WHAT IS REQUIRED:
Quote all of the lines below word for word, with nothing changed.

RECORDS PROVIDED:

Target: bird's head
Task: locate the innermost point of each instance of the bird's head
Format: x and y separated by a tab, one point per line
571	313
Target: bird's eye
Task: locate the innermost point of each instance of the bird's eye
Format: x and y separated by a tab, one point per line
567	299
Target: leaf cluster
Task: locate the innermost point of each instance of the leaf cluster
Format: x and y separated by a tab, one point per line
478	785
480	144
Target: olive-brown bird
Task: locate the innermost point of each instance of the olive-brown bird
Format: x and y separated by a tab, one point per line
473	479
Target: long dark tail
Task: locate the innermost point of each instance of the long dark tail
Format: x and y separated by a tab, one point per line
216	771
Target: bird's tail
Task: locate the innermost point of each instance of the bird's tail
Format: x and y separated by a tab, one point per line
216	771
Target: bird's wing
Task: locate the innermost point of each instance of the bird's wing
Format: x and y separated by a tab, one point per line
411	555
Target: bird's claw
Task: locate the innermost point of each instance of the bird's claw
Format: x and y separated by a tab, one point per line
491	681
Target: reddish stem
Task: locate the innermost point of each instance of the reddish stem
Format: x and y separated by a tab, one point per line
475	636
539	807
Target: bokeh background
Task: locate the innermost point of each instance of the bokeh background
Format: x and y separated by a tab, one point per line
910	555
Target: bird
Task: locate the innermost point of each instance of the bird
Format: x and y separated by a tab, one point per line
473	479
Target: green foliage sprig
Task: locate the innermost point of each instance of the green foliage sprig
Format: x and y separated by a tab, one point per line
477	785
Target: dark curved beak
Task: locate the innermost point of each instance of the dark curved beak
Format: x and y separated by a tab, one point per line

ANSWER TO THE EXERCISE:
Target: bird's head
Task: locate the innermost point of each instance of the bird's head
Format: x and y separated by a tab, one point per line
571	313
Target: bird's eye
Task: locate the innermost point of each instance of the bird's eye
Format: x and y separated by a tab, one point per line
567	299
Target: leaf cluster
Task: locate the innermost point of each instance of the leaf cluster
Format: x and y separated by a tab, one point per line
478	785
480	144
Target: olive-brown bird
Task: locate the innermost point of each instance of the olive-brown bird
Format: x and y separated by a tab, one point per line
473	479
Target: long dark tail
Task: locate the innermost point of each instance of the long dark tail
Format: x and y separated by a tab, one point per line
216	771
Target: bird's tail
Task: locate the innermost point of each instance of the bird's tail
Format: x and y separated by a tab, one point per line
216	771
Target: bird's wing
Task: locate the innermost point of each instance of the bird's wing
Format: x and y separated by a tab, one point per line
411	555
Target: bird's claw
Task: locate the innermost point of each instance of the bird's claw
Format: x and y separated by a tab, one point per line
491	681
Target: reddish stem
Task: locate the innermost point of each instance of the reddish stem
Format: x and y separated by a tab, one point per line
475	636
539	807
Target: bokeh background
Task: locate the innermost point of each instance of the bokeh background
Format: x and y separated by a tab, one point per line
910	555
Target: bird
Task: locate the innermost point of each instance of the bird
Format: x and y separated by a tab, one point per line
473	479
Target: green foliage sprig
Task: locate the innermost point of each instance of the green foliage sprig
Format: x and y separated by a tab, one point per line
477	785
Target: dark curved beak
Task: locate the innermost point of each instance of the dark curved beak
Format: x and y separated by a tab, one point per line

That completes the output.